– А как по фамилии?..
Действительно, это бывает не лишним, особенно, когда можешь опасаться иметь в лице нового знакомого личность достопримечательную, в некотором роде одну из «редкостей» жизни.
За столом не сидели особенно долго. Мне рассказывали, что когда была жива Нордман, то и дворник, и кучер, и кухарка садились за «карусель»… Многое в комнатах, где обитает дух ушедшей женщины, продолжает царить еще по инерции. Но многое потускнело и утратило свою обаятельность. Некий формализм жизни Ильи Ефимовича, несомненно, дело рук Северовой-Нордман.
Великий человек не имеет времени обращать много внимания на внешнее жизни. Корней Иванович Чуковский бывает у Репина каждый день. Он построил свою дачу в нескольких шагах от «Пенатов» и в настоящее время, пользуясь полным доверием популярнейшего художника, составляет опись многочисленных сундуков с бесчисленными рисунками Ильи Репина. В описываемое время «Нива», издательство Маркса, предполагало выпустить подробнейший альбом всех работ, вплоть до мелких рисунков, автора «Вечерниц» и «Запорожцев».
Все поднялись в мастерскую. Я с интересом посмотрел портрет работы Ильи Ефимовича (тогда еще не оконченный) с Евреинова. Ведь я сам в это время, как я уже указывал выше, был занят этой работой. Правда, мой-то портрет знаменитого режиссера, пожинающего теперь лавры в Париже, мне так и не удалось закончить.
Репин написал мастерски реальную оболочку Евреинова. По моему же заданию, Евреинов должен был сидеть у себя, усталый, утомленный, таким, каким человек бывает сам с собой, в руках держать маску, забрало, которое мы опускаем, когда выходим на большие турниры с жизнью.
Мастерская Репина вмещала в себе большую картину Шишкина, сделанную бланш-нуар; из картин мастера стоял портрет Рубинштейна, известный вариант: композитор дирижирует оркестром, красное сукно и блеск зажженных грандиозных люстр. Не последнее место в мастерской занимала обширная софа, на которой Репину позировал Шаляпин. Все разместились на ней по-шаляпински, а Вася Каменский прельщал и окончательно обольстил всех, а в том числе и Репина, своими «разбойничьими песнями».
Рыская по мастерской, к моему величайшему изумлению, я нашел, что предметом, который назначил мне свидание в мастерской Репина (я всегда могу найти или почувствовать вещь, которая была причиной или приезда, или отъезда), был мой портрет, мирно стоявший, очевидно, уже несколько лет в стеклянной витрине. Это был один из виртуозных рисунков, которые Исаак Израилевич Бродский делал в 1906 году с меня.

ЗАДАНИЯ
- a) Проверьте по отрывку о Репине три утверждения: (i) Чуковский бывает у Репина каждый день; (ii) портрет Евреинова работы Репина к тому времени был уже закончен; (iii) Бродский сделал рисунок-портрет рассказчика в 1906 году. На каждое ответьте «да» или «нет» и приведите решающие слова отрывка в точности.
- b) Верните без единого изменения часть отрывка о Репине начиная со слов «За столом не» и заканчивая словами «дело рук Северовой-Нордман.» включительно.

ЗАПИСИ ДАННЫХ
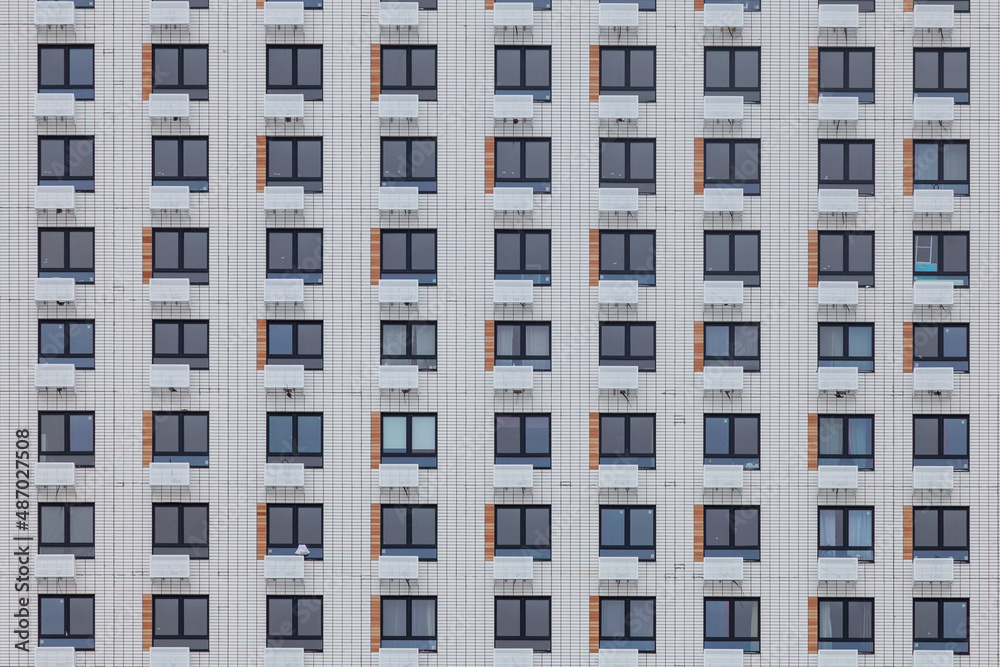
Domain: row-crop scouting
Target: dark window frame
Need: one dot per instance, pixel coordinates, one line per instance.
(194, 91)
(197, 551)
(82, 361)
(865, 187)
(750, 95)
(309, 459)
(301, 269)
(843, 548)
(82, 458)
(196, 275)
(84, 184)
(196, 458)
(312, 362)
(731, 458)
(540, 643)
(644, 362)
(644, 551)
(749, 644)
(862, 644)
(863, 462)
(958, 364)
(424, 362)
(864, 95)
(80, 92)
(84, 549)
(643, 461)
(539, 94)
(81, 641)
(540, 277)
(196, 361)
(195, 642)
(524, 457)
(941, 430)
(425, 551)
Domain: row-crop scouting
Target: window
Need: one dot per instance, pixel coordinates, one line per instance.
(66, 620)
(523, 255)
(524, 70)
(959, 5)
(732, 623)
(66, 342)
(628, 255)
(941, 440)
(409, 438)
(524, 162)
(733, 344)
(523, 622)
(181, 620)
(847, 532)
(843, 345)
(181, 161)
(628, 623)
(288, 526)
(629, 70)
(295, 343)
(295, 437)
(409, 530)
(66, 528)
(732, 163)
(848, 72)
(941, 165)
(941, 625)
(733, 71)
(523, 439)
(410, 344)
(181, 342)
(847, 623)
(941, 73)
(409, 253)
(847, 440)
(295, 161)
(733, 256)
(732, 531)
(410, 162)
(409, 622)
(181, 437)
(847, 256)
(180, 529)
(628, 344)
(847, 165)
(627, 163)
(733, 440)
(941, 256)
(410, 69)
(295, 622)
(941, 346)
(627, 439)
(524, 344)
(941, 532)
(296, 69)
(524, 530)
(628, 531)
(66, 161)
(66, 253)
(66, 69)
(295, 253)
(66, 437)
(181, 69)
(863, 5)
(181, 253)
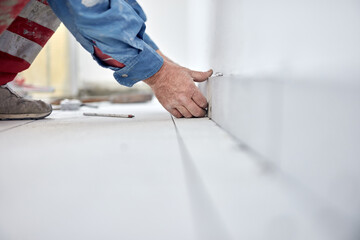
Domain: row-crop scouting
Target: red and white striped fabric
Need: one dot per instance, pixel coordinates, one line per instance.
(24, 38)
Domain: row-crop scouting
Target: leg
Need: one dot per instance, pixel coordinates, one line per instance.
(24, 38)
(20, 43)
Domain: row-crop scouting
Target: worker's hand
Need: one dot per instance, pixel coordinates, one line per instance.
(175, 89)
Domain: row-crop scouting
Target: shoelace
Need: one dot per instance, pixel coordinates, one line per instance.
(11, 90)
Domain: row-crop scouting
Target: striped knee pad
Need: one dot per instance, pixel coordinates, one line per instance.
(22, 41)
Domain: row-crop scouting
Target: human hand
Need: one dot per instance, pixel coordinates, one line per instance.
(175, 89)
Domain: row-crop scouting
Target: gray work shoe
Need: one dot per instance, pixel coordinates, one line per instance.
(14, 107)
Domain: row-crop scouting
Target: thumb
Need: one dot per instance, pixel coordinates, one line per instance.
(201, 76)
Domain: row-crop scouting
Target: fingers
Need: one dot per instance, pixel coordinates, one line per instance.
(175, 113)
(199, 99)
(184, 112)
(201, 76)
(194, 109)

ОТВЕТЫ ПО ЗАДАНИЯМ
- a)
(i) Да: «Корней Иванович Чуковский бывает у Репина каждый день».
(ii) Нет: «(тогда еще не оконченный)».
(iii) Да: «Это был один из виртуозных рисунков, которые Исаак Израилевич Бродский делал в 1906 году с меня».

- b)
За столом не сидели особенно долго. Мне рассказывали, что когда была жива Нордман, то и дворник, и кучер, и кухарка садились за «карусель»… Многое в комнатах, где обитает дух ушедшей женщины, продолжает царить еще по инерции. Но многое потускнело и утратило свою обаятельность. Некий формализм жизни Ильи Ефимовича, несомненно, дело рук Северовой-Нордман.